The Dumbarton Oaks birthing figure is a possibly Aztec scapolite figurine of a woman giving birth in a squatting position. Housed in the Dumbarton Oaks collection, United States, the figurine is considered by several scholars to be a pre-Columbian artwork, while others believe it was made in modern times, possibly in the 19th century. The figurine measures 20.2 cm in height.

Birthing figures, while common in Colonial Mexican manuscripts, are rare in Aztec three-dimensional art. Women, however, occupied a prominent position in the Aztec mythology.

==Provenance==
Early mentions of the figurine come from Ernest-Théodore Hamy, who first saw it in a Paris antique store. The figurine was later bought by French obstetrician and collector Alban Ribemont-Dessaignes. In 1947, the figure was acquired by Robert Woods Bliss, the founder of Dumbarton Oaks.

- _STORED DATA_:
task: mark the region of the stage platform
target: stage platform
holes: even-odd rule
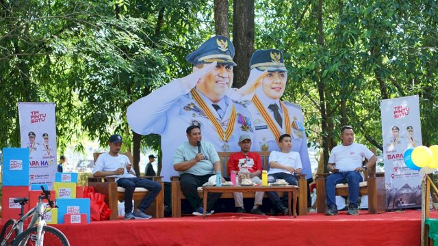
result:
[[[430,213],[438,218],[438,213]],[[4,221],[1,221],[3,224]],[[421,212],[358,216],[218,213],[202,217],[119,219],[55,225],[71,245],[420,245]]]

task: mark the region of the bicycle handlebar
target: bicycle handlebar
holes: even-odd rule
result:
[[[49,206],[50,206],[51,208],[57,208],[57,206],[54,204],[53,201],[50,200],[50,191],[46,191],[42,185],[41,185],[41,190],[42,191],[41,195],[44,195],[41,199],[47,200],[49,202]]]

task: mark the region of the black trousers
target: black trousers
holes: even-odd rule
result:
[[[184,196],[189,201],[192,208],[196,210],[203,207],[203,200],[198,194],[198,187],[201,187],[208,181],[212,174],[196,176],[191,174],[183,174],[179,176],[181,190]],[[209,193],[207,197],[207,209],[211,210],[222,193]]]

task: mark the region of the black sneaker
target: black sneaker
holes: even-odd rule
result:
[[[246,213],[246,211],[245,210],[245,208],[244,208],[242,207],[238,207],[237,208],[237,210],[235,211],[235,213]]]
[[[287,215],[289,214],[289,208],[286,207],[281,208],[281,213],[283,215]]]
[[[337,209],[334,206],[328,206],[327,210],[326,211],[326,215],[337,215]]]
[[[359,215],[359,212],[357,211],[357,207],[355,206],[350,206],[347,211],[348,215]]]
[[[260,210],[260,208],[253,208],[253,210],[251,210],[251,213],[254,215],[265,215],[265,214],[261,212],[261,210]]]

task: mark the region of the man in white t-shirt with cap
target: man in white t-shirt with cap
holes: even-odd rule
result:
[[[376,163],[377,157],[364,145],[355,143],[355,132],[350,126],[341,129],[342,144],[333,148],[328,159],[327,169],[331,172],[326,179],[326,203],[328,209],[326,215],[337,215],[335,200],[337,184],[347,180],[350,206],[347,215],[357,215],[357,198],[359,183],[363,180],[359,172],[364,172]],[[363,158],[368,162],[362,165]]]

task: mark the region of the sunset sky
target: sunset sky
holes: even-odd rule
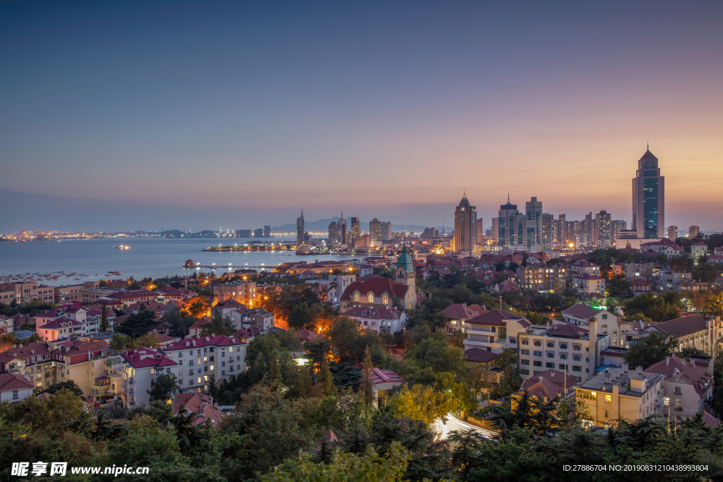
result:
[[[723,3],[3,2],[0,233],[451,223],[466,191],[723,229]]]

- _TASK REQUIREMENTS_:
a) Translate this sentence from the text on the Dumbarton Oaks birthing figure into Spanish: "In 1947, the figure was acquired by Robert Woods Bliss, the founder of Dumbarton Oaks."
b) Carry on the text about the Dumbarton Oaks birthing figure from its last sentence.
The data above come from a source unrelated to the text.

- _RESPONSES FOR EACH TASK_:
a) En 1947, la figura fue adquirida por Robert Woods Bliss, el fundador de Dumbarton Oaks.

b)
==Authenticity==
The first scholarly article about the figurine was written by Ernest-Théodore Hamy in 1899 and called it "absolutely unique in the history of Mexican art". In 1906, Hamy published an article in the Journal de la Société des Américanistes writing that the figurine is of pre-Columbian Mexican origin and represents the Aztec goddess Ixcuina, also known as Tlazolteotl. Scholars such as Pal Kelemen, Miguel Covarrubias, John Alden Mason, Michael D. Coe and Jeffrey Quilter also considered the figurine to be authentic. Others, such as Claude-François Baudez and Esther Pasztory, question the figurine's stylistic features. The authenticity was also questioned on the basis of technical virtuosity compared to the technical limitations of pre-Columbian artisans. According to Jane MacLaren Walsh, "the essential nature of the sculpture is almost completely anomalous with regard to the accepted canon of Mexican art, and does not in fact resemble any other Mesoamerican art form" and "the choice of stone, the complicated carving in the round, the birthing position, the facial expression of the mother, the somewhat grotesque realism, the lack of iconographic detail all point to a highly idiosyncratic work".